[Opening Text section]

While NLP was more sensitive at identifying depression, ICD codes were more specific. A substantial portion of the false positives for depression was due to the use of depression in other clinical contexts. As there was no consistent way that this was documented across notes it could not be easily addressed in our NLP algorithm.
Our study should be interpreted in light of some limitations of our study including the dependence of symptom identification on the number of encounters and notes available, the more encounters available the more likely a provider was to document a symptom. However, this is a common issue with EHR systems, where both sicker patients as well as patients with longer length of follow up having more data.30 Additionally, only symptoms which the provider are screening for are documented and therefore NLP may miss those symptoms patients are not discussing with their providers. Neither the BioMe nor MIMIC-III datasets are exclusive to outpatient HD patients, which make comparison with prior published data on outpatient HD patients difficult. However, the prevalence of symptoms in our study is similar to prior published survey data.24,25 Unfortunately, as we did not have concurrent survey data available, we used manual chart review as our gold standard. We did extract PHQ-9 survey results to further validate our findings, however only a small portion of patients had this screening done. Additionally, the results of our sensitivity, specificity, PPV, NPV, and F1 scores were relatively consistent across the BioMe and MIMIC-III cohort, suggesting that our NLP algorithm would have good generalizability across different medical systems.

[Closing Text section]
[Opening Data for review section]

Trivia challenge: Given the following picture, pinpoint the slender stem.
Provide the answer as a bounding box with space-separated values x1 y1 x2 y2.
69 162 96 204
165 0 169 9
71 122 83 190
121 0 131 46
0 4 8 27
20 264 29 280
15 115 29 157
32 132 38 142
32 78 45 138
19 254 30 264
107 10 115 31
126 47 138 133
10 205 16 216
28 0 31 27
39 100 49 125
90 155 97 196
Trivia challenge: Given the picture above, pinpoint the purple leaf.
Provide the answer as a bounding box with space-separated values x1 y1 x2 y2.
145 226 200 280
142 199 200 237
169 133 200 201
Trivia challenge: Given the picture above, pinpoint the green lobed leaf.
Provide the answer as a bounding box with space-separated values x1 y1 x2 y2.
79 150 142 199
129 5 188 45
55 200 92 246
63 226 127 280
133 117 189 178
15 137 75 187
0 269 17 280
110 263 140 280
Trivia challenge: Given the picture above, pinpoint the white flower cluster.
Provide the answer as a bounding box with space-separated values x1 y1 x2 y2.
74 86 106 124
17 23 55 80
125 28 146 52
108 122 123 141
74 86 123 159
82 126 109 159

[Closing Data for review section]
[Opening Data for review section]

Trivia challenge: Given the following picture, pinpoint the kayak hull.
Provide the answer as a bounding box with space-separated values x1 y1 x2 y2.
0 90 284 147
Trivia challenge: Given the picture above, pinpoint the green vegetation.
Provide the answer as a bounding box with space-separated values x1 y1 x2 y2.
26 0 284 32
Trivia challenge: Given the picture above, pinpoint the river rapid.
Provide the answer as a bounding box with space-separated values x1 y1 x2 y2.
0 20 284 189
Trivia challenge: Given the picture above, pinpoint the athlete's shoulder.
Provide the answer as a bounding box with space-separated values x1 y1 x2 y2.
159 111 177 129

[Closing Data for review section]
[Opening Data for review section]

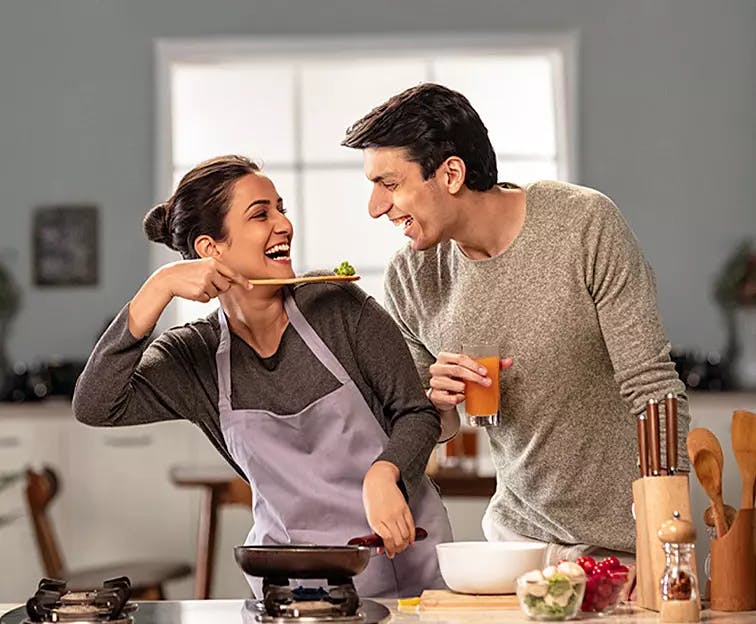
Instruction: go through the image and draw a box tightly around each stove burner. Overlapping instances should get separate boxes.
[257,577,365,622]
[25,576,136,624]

[Closing Data for review section]

=== Exercise 1 ===
In the NLP study text, translate this sentence into Spanish: "While NLP was more sensitive at identifying depression, ICD codes were more specific."
=== Exercise 2 ===
Answer these questions using the NLP study text:
(a) Which was more specific at identifying depression, NLP or ICD codes?
(b) What did the study use as its gold standard?
(c) Which survey results were pulled out to further check the findings?
=== Exercise 3 ===
Retype the part of the NLP study text from "While NLP was" to "our NLP algorithm.", with no changes.

=== Task answer 1 ===
Si bien el PLN fue más sensible para identificar la depresión, los códigos CIE fueron más específicos.

=== Task answer 2 ===
(a) ICD codes
(b) Manual chart review
(c) PHQ-9 survey results

=== Task answer 3 ===
While NLP was more sensitive at identifying depression, ICD codes were more specific. A substantial portion of the false positives for depression was due to the use of depression in other clinical contexts. As there was no consistent way that this was documented across notes it could not be easily addressed in our NLP algorithm.